Material shown Block Start
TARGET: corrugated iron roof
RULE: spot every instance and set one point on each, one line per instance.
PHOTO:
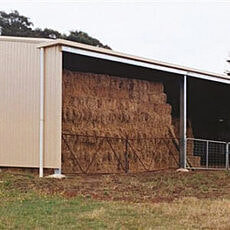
(43, 43)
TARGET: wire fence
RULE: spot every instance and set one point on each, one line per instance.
(210, 154)
(105, 154)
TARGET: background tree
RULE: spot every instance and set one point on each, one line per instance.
(14, 24)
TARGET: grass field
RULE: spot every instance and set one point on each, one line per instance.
(159, 200)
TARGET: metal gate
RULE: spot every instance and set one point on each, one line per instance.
(207, 154)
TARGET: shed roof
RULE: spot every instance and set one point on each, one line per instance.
(44, 43)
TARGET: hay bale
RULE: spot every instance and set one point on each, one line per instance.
(102, 105)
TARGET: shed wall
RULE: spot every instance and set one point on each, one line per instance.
(19, 105)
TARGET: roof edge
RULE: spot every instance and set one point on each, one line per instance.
(24, 39)
(128, 56)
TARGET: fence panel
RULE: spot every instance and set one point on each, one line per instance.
(207, 154)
Material shown Block End
Skip every picture and transcribe the data above exactly.

TARGET: corrugated iron roof
RULE: spot every instance and set one point on each, one line per instance.
PHOTO:
(43, 43)
TARGET: wire fence
RULE: spot every instance and set one point on each, one line per instance.
(210, 154)
(105, 154)
TARGET: background tree
RULE: spot every instance and set one point on each, one line per instance.
(14, 24)
TARGET: grass field
RULE: spot every instance and set one point on each, one line per instance.
(159, 200)
TARGET: metal gate
RULE: spot every instance and set one point on each, one line per instance.
(207, 154)
TARGET: shed roof
RULE: spot every instance and set one point on each, one line per instance.
(44, 43)
TARGET: hay bale
RULE: spot every instance and set one point on each, one line per instance.
(102, 105)
TARGET: shed wall
RULE: spot every instance and set one point on each, one line per instance.
(19, 105)
TARGET: roof edge
RULE: spot every instance and set one point on each, one line per instance.
(24, 39)
(128, 56)
TARGET: fence panel
RULE: spot every instance and set one point on each, one line per instance.
(207, 154)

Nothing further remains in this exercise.